_Work to do:_ Reproduce each of the records below word for word.
┌─ Exercise material
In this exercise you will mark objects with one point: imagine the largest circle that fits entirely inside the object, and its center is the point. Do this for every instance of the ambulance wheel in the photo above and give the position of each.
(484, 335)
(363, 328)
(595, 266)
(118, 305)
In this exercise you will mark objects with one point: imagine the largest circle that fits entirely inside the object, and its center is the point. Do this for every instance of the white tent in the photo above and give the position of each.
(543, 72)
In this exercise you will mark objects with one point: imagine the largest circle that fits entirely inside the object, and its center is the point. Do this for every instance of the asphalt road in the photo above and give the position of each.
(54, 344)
└─
_Expected output:_
In this exercise you will mark objects with one point: imagine the largest circle that fits entirely inside the object, and its center is the point. Do this for every instance of the ambulance wheel in the photo above and give the position of each.
(484, 335)
(363, 328)
(595, 266)
(118, 305)
In this exercise you will mark objects with one point: imagine the largest circle that fits entirely inside the object, and its center is the point. Do this for every instance of the white tent in the photo above and give the position of each.
(543, 72)
In this exercise you will mark objects with one point: imagine the largest circle that fits entirely inside the object, and its center is the point. Do this for every instance of the asphalt road in the photo above and give the position of each.
(54, 344)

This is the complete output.